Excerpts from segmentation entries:
━━━━━━━━━━━━━━━━━━━━━━━━━━━━━━

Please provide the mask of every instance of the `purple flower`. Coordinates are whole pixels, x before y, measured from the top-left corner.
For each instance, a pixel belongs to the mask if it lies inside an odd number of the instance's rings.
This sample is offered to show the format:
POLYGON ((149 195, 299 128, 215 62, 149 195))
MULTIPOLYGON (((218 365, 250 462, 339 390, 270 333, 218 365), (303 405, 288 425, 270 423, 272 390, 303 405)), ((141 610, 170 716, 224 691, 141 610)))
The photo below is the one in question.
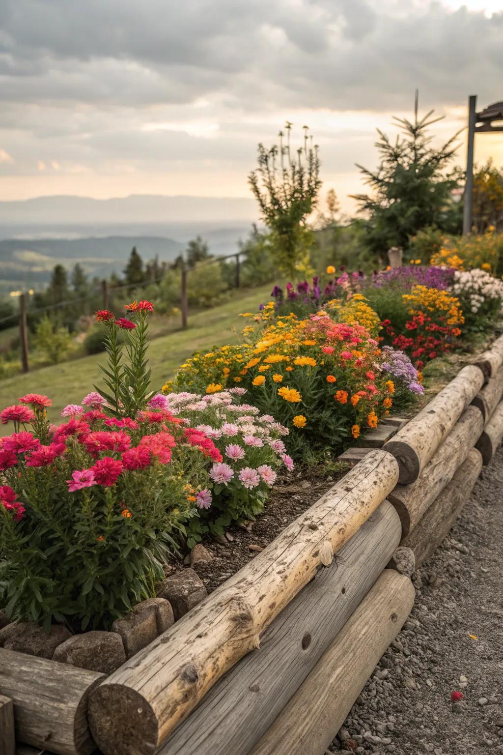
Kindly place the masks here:
POLYGON ((251 467, 245 467, 238 474, 238 478, 247 490, 252 490, 260 484, 260 475, 251 467))
POLYGON ((211 506, 211 501, 213 498, 211 498, 211 493, 207 488, 204 488, 204 490, 200 490, 198 493, 195 495, 195 505, 198 509, 209 509, 211 506))
POLYGON ((234 472, 224 463, 214 464, 210 470, 210 476, 213 482, 221 482, 226 485, 234 477, 234 472))
POLYGON ((229 459, 232 459, 233 461, 237 461, 238 459, 244 459, 244 448, 237 443, 229 443, 228 445, 225 446, 225 456, 228 456, 229 459))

━━━━━━━━━━━━━━━━━━━━━━━━━━━━━━

Format every line of the entries above as a Markdown table with the columns Number and Text, one line per row, omitting blank lines and the pictures.

§ Problem solution:
| Number | Text |
|---|---|
| 1 | Please provide the mask of every instance of the `purple flower`. Coordinates are whole pixels, x before y, measured from the top-left corner. |
| 2 | For each instance, a pixel belongs to the mask if it lies inside an odd number of the instance's rings. |
| 3 | This sample is offered to show the format: |
| 4 | POLYGON ((149 195, 299 128, 215 62, 149 195)) |
| 5 | MULTIPOLYGON (((218 365, 250 462, 339 390, 270 333, 218 365), (303 405, 288 425, 270 423, 272 390, 303 405)), ((141 610, 170 716, 224 691, 141 610))) |
| 6 | The photo below is the one in question. |
| 7 | Kindly place the masks here: |
| 8 | POLYGON ((251 467, 245 467, 238 474, 238 478, 247 490, 252 490, 260 484, 260 475, 251 467)) |
| 9 | POLYGON ((211 506, 211 501, 213 498, 211 498, 211 493, 207 488, 204 488, 204 490, 200 490, 198 493, 195 495, 195 505, 198 509, 209 509, 211 506)) |
| 10 | POLYGON ((234 472, 224 463, 214 464, 210 470, 210 476, 213 482, 221 482, 226 485, 234 477, 234 472)) |
| 11 | POLYGON ((229 459, 232 459, 233 461, 237 461, 238 459, 244 459, 244 448, 237 443, 229 443, 228 445, 225 446, 225 456, 228 456, 229 459)) |